• **Problem description**
Output all lines exactly, with nothing added or dropped.

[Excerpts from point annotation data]
□ □ □ □

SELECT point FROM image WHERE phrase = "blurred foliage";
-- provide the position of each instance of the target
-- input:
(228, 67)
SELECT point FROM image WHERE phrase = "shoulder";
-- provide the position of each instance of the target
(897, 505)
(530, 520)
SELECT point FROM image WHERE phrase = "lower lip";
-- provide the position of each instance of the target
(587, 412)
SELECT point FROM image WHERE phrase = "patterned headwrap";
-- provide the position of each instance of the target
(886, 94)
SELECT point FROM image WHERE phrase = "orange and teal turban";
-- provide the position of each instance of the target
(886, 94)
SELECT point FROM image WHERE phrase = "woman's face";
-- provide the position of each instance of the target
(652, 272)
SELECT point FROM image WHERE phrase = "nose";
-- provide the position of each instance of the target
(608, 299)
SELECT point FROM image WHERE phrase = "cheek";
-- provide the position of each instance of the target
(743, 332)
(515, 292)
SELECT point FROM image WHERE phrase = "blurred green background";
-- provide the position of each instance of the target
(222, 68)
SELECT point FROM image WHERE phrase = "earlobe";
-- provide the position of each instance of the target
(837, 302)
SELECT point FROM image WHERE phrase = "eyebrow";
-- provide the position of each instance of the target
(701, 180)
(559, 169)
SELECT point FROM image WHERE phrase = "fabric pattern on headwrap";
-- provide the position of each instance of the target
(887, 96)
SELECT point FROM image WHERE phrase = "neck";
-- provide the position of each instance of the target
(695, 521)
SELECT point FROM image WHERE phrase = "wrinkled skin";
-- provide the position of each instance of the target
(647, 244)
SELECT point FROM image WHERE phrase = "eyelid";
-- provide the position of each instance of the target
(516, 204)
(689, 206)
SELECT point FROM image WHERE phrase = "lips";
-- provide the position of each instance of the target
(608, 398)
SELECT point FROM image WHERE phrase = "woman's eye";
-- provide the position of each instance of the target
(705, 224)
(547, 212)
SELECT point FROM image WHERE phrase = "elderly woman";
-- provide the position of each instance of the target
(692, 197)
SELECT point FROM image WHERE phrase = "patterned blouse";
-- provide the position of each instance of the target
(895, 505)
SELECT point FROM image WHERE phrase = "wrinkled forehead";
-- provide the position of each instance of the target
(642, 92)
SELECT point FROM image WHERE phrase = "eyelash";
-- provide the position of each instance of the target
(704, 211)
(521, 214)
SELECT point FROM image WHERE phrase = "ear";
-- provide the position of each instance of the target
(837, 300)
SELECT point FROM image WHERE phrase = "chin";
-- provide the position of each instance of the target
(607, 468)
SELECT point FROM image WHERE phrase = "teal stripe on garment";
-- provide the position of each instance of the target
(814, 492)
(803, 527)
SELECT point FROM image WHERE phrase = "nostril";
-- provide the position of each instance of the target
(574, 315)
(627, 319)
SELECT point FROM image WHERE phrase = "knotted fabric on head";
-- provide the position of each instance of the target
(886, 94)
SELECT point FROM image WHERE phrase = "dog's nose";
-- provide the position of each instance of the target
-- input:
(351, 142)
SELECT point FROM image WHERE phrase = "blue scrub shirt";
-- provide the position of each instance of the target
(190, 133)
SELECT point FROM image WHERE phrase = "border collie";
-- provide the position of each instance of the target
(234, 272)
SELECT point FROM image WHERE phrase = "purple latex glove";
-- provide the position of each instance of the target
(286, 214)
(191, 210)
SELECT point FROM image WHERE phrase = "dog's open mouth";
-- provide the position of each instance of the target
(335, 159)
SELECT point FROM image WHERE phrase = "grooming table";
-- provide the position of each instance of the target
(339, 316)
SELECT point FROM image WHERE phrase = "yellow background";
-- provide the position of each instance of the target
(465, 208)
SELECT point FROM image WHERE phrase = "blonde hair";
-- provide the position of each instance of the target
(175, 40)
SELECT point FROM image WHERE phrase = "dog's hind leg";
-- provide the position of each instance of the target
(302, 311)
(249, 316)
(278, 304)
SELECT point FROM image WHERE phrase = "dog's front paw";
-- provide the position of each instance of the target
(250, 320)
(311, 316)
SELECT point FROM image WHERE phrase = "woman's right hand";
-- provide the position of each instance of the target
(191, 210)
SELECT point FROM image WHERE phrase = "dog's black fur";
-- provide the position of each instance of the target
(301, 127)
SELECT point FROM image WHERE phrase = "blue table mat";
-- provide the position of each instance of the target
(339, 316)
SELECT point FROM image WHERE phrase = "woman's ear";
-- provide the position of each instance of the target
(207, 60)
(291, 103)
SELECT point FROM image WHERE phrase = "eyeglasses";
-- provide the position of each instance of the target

□ □ □ □

• **Exercise answer**
SELECT point FROM image WHERE phrase = "blurred foliage";
-- provide the position of each instance of the target
-- input:
(228, 67)
SELECT point FROM image WHERE phrase = "shoulder";
-- provide the position of each instance of the target
(897, 505)
(530, 520)
SELECT point FROM image WHERE phrase = "lower lip";
-- provide the position of each instance of the target
(587, 412)
SELECT point FROM image WHERE phrase = "patterned headwrap";
-- provide the position of each instance of the target
(886, 94)
SELECT point FROM image WHERE phrase = "orange and teal turban";
-- provide the position of each instance of the target
(886, 94)
SELECT point FROM image WHERE phrase = "woman's face";
-- provide the position of each instance of the target
(652, 272)
SELECT point FROM image WHERE phrase = "nose";
-- provide the position of each instance of the target
(608, 299)
SELECT point FROM image WHERE phrase = "cheek";
-- provide the position of each instance of the target
(743, 332)
(515, 292)
SELECT point FROM image WHERE phrase = "blurred green background";
-- provide the position of each instance of the target
(222, 68)
SELECT point FROM image WHERE phrase = "earlobe";
-- provide the position of each instance of the target
(837, 302)
SELECT point FROM image WHERE phrase = "eyebrow";
-- provide the position of each instance of the target
(701, 180)
(559, 169)
SELECT point FROM image WHERE phrase = "fabric pattern on headwrap";
-- provide the position of each instance of the target
(887, 96)
SELECT point FROM image WHERE phrase = "neck";
-- provide the position of each instance of the target
(695, 521)
SELECT point FROM image WHERE phrase = "wrinkled skin";
-- provide the position of each instance of the target
(647, 244)
SELECT point FROM image WHERE phrase = "eyelid";
-- provide the position of each instance of the target
(516, 204)
(689, 206)
SELECT point FROM image WHERE phrase = "lips";
-- provide the position of each instance of the target
(608, 398)
SELECT point FROM image WHERE phrase = "woman's eye";
-- provide the position of each instance of the target
(705, 224)
(547, 212)
SELECT point FROM image WHERE phrase = "elderly woman";
-- provide the position of each instance of the target
(692, 197)
SELECT point FROM image WHERE phrase = "patterned blouse";
-- provide the position of each instance of the target
(895, 505)
SELECT point FROM image WHERE phrase = "wrinkled forehead";
-- provide the position of each instance of the target
(642, 92)
SELECT point FROM image WHERE phrase = "eyelash";
-- provide the position of each instance of the target
(704, 211)
(521, 214)
SELECT point FROM image WHERE phrase = "ear";
-- provide the position of each instance of the target
(837, 300)
SELECT point FROM image WHERE phrase = "chin";
-- provide the position of each instance of the target
(607, 468)
SELECT point FROM image WHERE phrase = "teal stripe on garment";
-- provide the position of each instance of the target
(814, 492)
(803, 527)
SELECT point FROM image WHERE phrase = "nostril";
-- provide the position of each instance of the target
(574, 315)
(627, 319)
SELECT point FROM image WHERE phrase = "knotted fabric on head";
-- provide the position of each instance of the target
(886, 94)
SELECT point FROM image WHERE phrase = "dog's nose";
-- provide the position of each instance of the target
-- input:
(351, 142)
SELECT point FROM image WHERE phrase = "blue scrub shirt";
-- provide the position of each instance of the target
(190, 133)
SELECT point FROM image WHERE phrase = "border collie";
-- provide the position of each instance of the target
(234, 272)
SELECT point FROM image WHERE phrase = "purple latex glove";
-- provide the position of each instance of the target
(286, 214)
(191, 210)
SELECT point FROM image WHERE phrase = "dog's open mouth";
-- provide the position of each instance of the target
(335, 159)
SELECT point FROM image WHERE phrase = "grooming table";
-- provide the position of each instance of the target
(339, 316)
SELECT point FROM image WHERE phrase = "yellow background";
-- provide the position of each instance of the target
(465, 208)
SELECT point FROM image WHERE phrase = "blonde hair";
-- provide the position of each instance of the target
(175, 40)
SELECT point FROM image WHERE phrase = "dog's hind leg";
-- provide the position of each instance of the target
(302, 311)
(249, 316)
(278, 304)
SELECT point FROM image WHERE phrase = "dog's front paw";
-- provide the position of each instance of the target
(250, 320)
(311, 316)
SELECT point FROM image WHERE phrase = "woman's right hand";
-- provide the position of each instance of the target
(191, 210)
SELECT point FROM image WHERE phrase = "dog's black fur";
-- provide the position of each instance of the target
(301, 127)
SELECT point FROM image WHERE phrase = "blue table mat";
-- provide the position of each instance of the target
(339, 316)
SELECT point FROM image WHERE phrase = "woman's ear";
-- provide the position of each instance of the target
(207, 60)
(291, 103)
SELECT point FROM image WHERE phrase = "eyeglasses";
-- provide the position of each instance of the target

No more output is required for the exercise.